I apologize for the lengthy background, but it’s necessary for you to understand my question. My extended family has been excessively involved in our personal lives for quite some time now.

It all began when my spouse and I purchased our home. They insisted on meddling in the negotiation process, demanding weekly updates on the closing proceedings. When we encountered delays due to numerous issues, my mother-in-law made it clear that she was struggling to resist taking control of the entire process. This made me feel inadequate and as though she believed she could handle it better than me.

Once we finally closed on the house, we embarked on renovations. My mother-in-law wanted to have a say in every aspect of the remodeling. While she offered suggestions, she would relentlessly push us to follow her ideas. In fact, she took it upon herself to oversee the renovation of our kitchen, measuring everything and making plans without our input. I suppose it was somewhat helpful, but I had been looking forward to doing it with my husband, and she took that opportunity away from us.

To my surprise, they even went so far as to hire contractors for our home without consulting us. I understand that they were trying to be helpful, but it felt like a breach of boundaries to have contractors working on our property without our consent. My husband saw it as free upgrades for our house, but I couldn’t shake the feeling that it was an overstep.

Now that I’m expecting a baby, my mother-in-law constantly tells me what I should and shouldn’t do with my child. She insists on weekly visits and casually mentions that she might just “drop by” if she feels she’s not seeing the baby enough. She constantly emphasizes the importance of grandchildren having a strong bond with their grandparents, and it strikes me as odd. While I acknowledge that she will be involved in our child’s life, I believe her expectations are excessive.

[WRITTEN EXERCISE 1]
Count the lines of the listing that contain the string "green", treating uppercase and lowercase as different, and give only the number.
The text and the listing are unrelated to each other.

(Raw records)
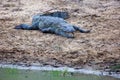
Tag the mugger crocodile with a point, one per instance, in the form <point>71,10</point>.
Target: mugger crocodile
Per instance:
<point>51,24</point>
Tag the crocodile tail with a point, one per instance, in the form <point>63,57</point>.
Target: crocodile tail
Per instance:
<point>81,30</point>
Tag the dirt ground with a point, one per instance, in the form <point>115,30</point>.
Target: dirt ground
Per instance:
<point>99,49</point>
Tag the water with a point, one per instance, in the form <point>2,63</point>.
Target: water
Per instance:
<point>26,74</point>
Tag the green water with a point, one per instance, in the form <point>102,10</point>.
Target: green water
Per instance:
<point>15,74</point>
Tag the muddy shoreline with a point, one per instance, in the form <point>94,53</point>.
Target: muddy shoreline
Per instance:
<point>51,68</point>
<point>100,49</point>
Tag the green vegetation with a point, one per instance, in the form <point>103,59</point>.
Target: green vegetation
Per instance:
<point>15,74</point>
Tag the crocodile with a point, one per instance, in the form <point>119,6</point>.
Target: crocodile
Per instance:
<point>51,24</point>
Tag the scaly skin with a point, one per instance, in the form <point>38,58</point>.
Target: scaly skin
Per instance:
<point>48,24</point>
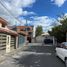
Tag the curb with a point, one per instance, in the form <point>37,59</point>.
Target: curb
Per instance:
<point>14,51</point>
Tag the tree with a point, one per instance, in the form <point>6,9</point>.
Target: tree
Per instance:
<point>39,31</point>
<point>60,31</point>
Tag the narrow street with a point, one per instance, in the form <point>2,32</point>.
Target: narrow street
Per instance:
<point>35,56</point>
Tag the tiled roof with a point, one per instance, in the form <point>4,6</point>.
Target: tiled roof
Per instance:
<point>3,21</point>
<point>5,30</point>
<point>23,33</point>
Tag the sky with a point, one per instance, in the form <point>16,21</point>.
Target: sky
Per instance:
<point>36,12</point>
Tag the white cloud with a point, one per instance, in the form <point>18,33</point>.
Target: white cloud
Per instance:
<point>59,3</point>
<point>16,8</point>
<point>25,13</point>
<point>46,22</point>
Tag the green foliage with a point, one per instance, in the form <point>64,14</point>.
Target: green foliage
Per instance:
<point>39,30</point>
<point>60,31</point>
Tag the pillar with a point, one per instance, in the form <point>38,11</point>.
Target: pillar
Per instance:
<point>8,42</point>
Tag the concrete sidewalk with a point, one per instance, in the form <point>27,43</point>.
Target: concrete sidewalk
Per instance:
<point>15,51</point>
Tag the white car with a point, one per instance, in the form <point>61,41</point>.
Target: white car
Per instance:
<point>61,52</point>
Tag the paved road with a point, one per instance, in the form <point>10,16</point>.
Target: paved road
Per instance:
<point>34,56</point>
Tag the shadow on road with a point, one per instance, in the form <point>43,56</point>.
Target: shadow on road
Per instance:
<point>40,57</point>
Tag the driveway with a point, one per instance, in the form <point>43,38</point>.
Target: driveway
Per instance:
<point>34,56</point>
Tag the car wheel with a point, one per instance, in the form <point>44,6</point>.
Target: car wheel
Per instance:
<point>66,62</point>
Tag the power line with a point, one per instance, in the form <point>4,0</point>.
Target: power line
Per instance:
<point>1,2</point>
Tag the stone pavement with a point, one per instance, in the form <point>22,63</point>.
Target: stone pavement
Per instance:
<point>15,51</point>
<point>34,56</point>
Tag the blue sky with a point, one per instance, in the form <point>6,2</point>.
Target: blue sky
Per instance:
<point>47,8</point>
<point>36,12</point>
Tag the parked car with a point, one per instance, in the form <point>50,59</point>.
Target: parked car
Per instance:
<point>61,52</point>
<point>47,41</point>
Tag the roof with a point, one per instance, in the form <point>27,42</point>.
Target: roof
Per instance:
<point>3,21</point>
<point>4,30</point>
<point>23,33</point>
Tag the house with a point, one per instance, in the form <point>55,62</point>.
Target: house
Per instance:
<point>8,38</point>
<point>27,31</point>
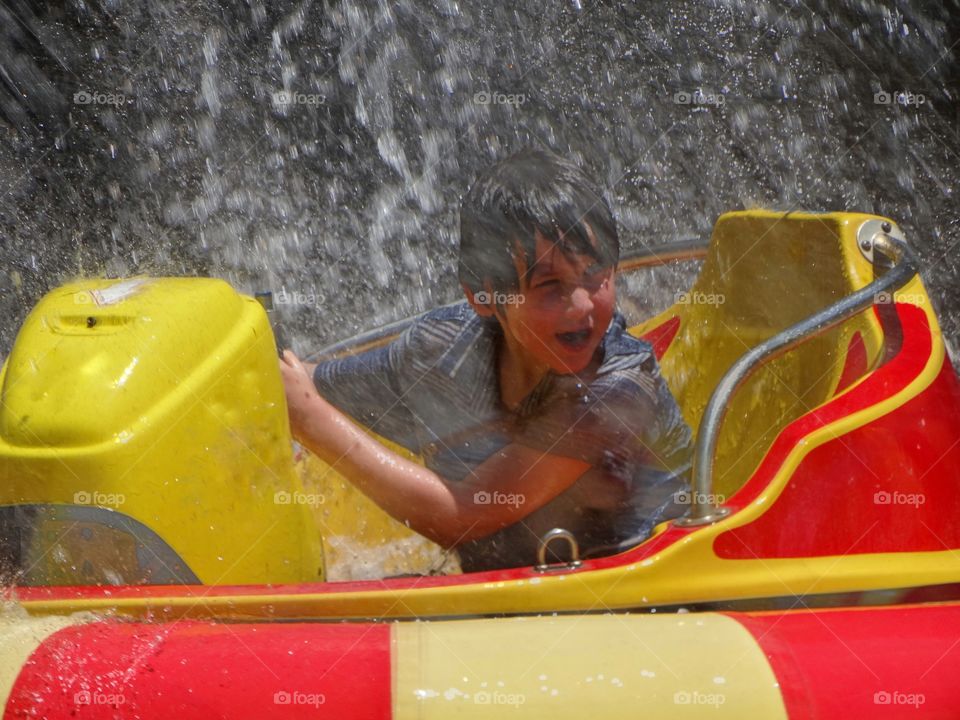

[WRITTEN EXERCISE 2]
Repeat the whole in-law account word for word.

[FULL SOLUTION 1]
6

[FULL SOLUTION 2]
I apologize for the lengthy background, but it’s necessary for you to understand my question. My extended family has been excessively involved in our personal lives for quite some time now.

It all began when my spouse and I purchased our home. They insisted on meddling in the negotiation process, demanding weekly updates on the closing proceedings. When we encountered delays due to numerous issues, my mother-in-law made it clear that she was struggling to resist taking control of the entire process. This made me feel inadequate and as though she believed she could handle it better than me.

Once we finally closed on the house, we embarked on renovations. My mother-in-law wanted to have a say in every aspect of the remodeling. While she offered suggestions, she would relentlessly push us to follow her ideas. In fact, she took it upon herself to oversee the renovation of our kitchen, measuring everything and making plans without our input. I suppose it was somewhat helpful, but I had been looking forward to doing it with my husband, and she took that opportunity away from us.

To my surprise, they even went so far as to hire contractors for our home without consulting us. I understand that they were trying to be helpful, but it felt like a breach of boundaries to have contractors working on our property without our consent. My husband saw it as free upgrades for our house, but I couldn’t shake the feeling that it was an overstep.

Now that I’m expecting a baby, my mother-in-law constantly tells me what I should and shouldn’t do with my child. She insists on weekly visits and casually mentions that she might just “drop by” if she feels she’s not seeing the baby enough. She constantly emphasizes the importance of grandchildren having a strong bond with their grandparents, and it strikes me as odd. While I acknowledge that she will be involved in our child’s life, I believe her expectations are excessive.